BEGIN SELECTED PASSAGE

In fact, as is so often the case, what seems a dichotomy is actually a continuum, defined by the observer's focus of attention. On one end there is attention to individual, unique reading experiences (defying the New Critical injunction about avoiding the "affective fallacy" [Wimsatt and Beardsley, 1946]), and on the other, preoccupation with exploring what is implied by the text -- as Wolfgang Iser (1974) had urged -- or what is generalizable about interpretive communities (this was Fish's central project).
Paying attention to what individual readers know and do makes more central the question of how the immediate context of situation shapes their reading -- and what kinds of forces in that context must be reckoned with in order to understand what they do, and what they can do, and under what circumstances they can be expected to do it. But context is an extremely troublesome issue, for everyone concerned.

END SELECTED PASSAGE
BEGIN EXCERPTED RECORDS

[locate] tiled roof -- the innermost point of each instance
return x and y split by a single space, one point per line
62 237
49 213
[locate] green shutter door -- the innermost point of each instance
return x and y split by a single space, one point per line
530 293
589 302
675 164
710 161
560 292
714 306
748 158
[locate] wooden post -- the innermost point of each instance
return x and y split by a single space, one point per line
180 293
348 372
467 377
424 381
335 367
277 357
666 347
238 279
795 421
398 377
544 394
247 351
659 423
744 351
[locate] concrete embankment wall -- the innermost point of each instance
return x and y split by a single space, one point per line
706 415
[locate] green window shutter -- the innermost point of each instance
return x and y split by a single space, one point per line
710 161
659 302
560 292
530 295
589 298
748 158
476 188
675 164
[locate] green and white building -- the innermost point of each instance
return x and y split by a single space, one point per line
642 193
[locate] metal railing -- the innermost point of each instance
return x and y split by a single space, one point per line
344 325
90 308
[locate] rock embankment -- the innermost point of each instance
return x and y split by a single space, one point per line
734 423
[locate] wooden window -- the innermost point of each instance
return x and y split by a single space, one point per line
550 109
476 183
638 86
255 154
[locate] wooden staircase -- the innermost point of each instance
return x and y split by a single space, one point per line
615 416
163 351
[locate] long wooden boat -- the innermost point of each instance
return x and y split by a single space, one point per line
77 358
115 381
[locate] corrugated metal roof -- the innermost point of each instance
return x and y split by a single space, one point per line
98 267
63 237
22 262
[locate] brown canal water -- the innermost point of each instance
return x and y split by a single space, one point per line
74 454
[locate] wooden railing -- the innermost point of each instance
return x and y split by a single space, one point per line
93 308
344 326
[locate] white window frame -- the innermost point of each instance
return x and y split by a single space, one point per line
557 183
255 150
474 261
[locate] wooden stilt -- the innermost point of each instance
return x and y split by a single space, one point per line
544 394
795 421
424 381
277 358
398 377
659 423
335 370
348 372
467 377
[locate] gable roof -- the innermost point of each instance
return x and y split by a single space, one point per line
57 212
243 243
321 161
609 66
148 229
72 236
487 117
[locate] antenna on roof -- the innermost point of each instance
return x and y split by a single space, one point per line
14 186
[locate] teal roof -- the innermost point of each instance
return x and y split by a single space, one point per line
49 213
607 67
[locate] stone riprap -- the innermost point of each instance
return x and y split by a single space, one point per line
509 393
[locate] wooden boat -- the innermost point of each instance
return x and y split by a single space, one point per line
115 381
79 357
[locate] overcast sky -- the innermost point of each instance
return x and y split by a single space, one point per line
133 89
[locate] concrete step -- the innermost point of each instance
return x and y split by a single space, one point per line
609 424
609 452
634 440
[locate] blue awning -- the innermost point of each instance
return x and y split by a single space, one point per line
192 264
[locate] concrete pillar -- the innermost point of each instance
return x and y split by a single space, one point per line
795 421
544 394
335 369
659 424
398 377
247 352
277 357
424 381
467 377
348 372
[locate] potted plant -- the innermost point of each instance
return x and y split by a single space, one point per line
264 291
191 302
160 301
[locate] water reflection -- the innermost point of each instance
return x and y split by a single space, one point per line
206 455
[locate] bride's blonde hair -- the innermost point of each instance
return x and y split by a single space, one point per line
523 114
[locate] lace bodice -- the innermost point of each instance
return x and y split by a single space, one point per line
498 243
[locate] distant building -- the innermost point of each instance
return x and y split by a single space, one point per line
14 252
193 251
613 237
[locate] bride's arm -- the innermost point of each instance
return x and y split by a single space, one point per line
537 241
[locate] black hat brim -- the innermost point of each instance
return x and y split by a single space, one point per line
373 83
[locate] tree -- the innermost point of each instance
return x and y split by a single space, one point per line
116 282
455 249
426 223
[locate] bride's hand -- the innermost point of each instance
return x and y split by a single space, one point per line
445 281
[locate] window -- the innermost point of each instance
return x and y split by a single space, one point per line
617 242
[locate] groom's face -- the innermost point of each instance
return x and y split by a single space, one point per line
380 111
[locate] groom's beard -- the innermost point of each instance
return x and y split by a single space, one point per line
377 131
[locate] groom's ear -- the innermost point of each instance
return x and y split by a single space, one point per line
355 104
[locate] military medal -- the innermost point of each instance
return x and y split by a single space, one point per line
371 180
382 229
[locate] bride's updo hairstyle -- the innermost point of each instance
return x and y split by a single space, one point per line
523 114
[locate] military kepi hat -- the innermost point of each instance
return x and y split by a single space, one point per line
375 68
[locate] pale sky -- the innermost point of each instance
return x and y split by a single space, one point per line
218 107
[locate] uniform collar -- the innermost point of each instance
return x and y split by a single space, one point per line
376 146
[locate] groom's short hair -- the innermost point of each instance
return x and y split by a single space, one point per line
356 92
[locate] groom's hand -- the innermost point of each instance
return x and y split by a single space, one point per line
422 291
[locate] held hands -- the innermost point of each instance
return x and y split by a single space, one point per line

END EXCERPTED RECORDS

## PROBLEMS AND TASKS
1 – List every scholar named in the passage on reading and context.
2 – Repeat the stretch of the passage on reading and context from "Paying attention to" through "for everyone concerned.".
3 – Pick up the passage on reading and context where it stops and continue it in the same vein.
The rows above have no connection to the passage on reading and context.

## SOLVED PROBLEMS
1 – Wimsatt, Beardsley, Wolfgang Iser, Fish

2 –
Paying attention to what individual readers know and do makes more central the question of how the immediate context of situation shapes their reading -- and what kinds of forces in that context must be reckoned with in order to understand what they do, and what they can do, and under what circumstances they can be expected to do it. But context is an extremely troublesome issue, for everyone concerned.

3 –
As Haswell et al. (1999) have recently pointed out, "context has a long track record of upsetting research findings about competency" (3). Tracing a decade-long history of attempts to isolate some truths about "rhetorical strategies in reading" (Haas and Flower [1988]), Haswell et al. show how powerfully the immediate context of situation influences whether or not readers deploy those strategies. "Rhetorical strategies" are described as "considering rhetorical aspects of the text: that is, speculation on situational information about the motives of the author, the responses of the reader, or the generic / cultural / historical background of the text" (Haswell et al., 5). Vipond and Hunt (1984) earlier characterized a similar phenomenon as "point-driven reading." In such cases, a reader understands a text as a situational utterance, and attempts to account for anomalies in the text by reference to a constructed rhetorical intention on the part of an utterer, in a way similar to the listeners to conversational stories described by Polanyi (1979, 1985) and Labov (1972).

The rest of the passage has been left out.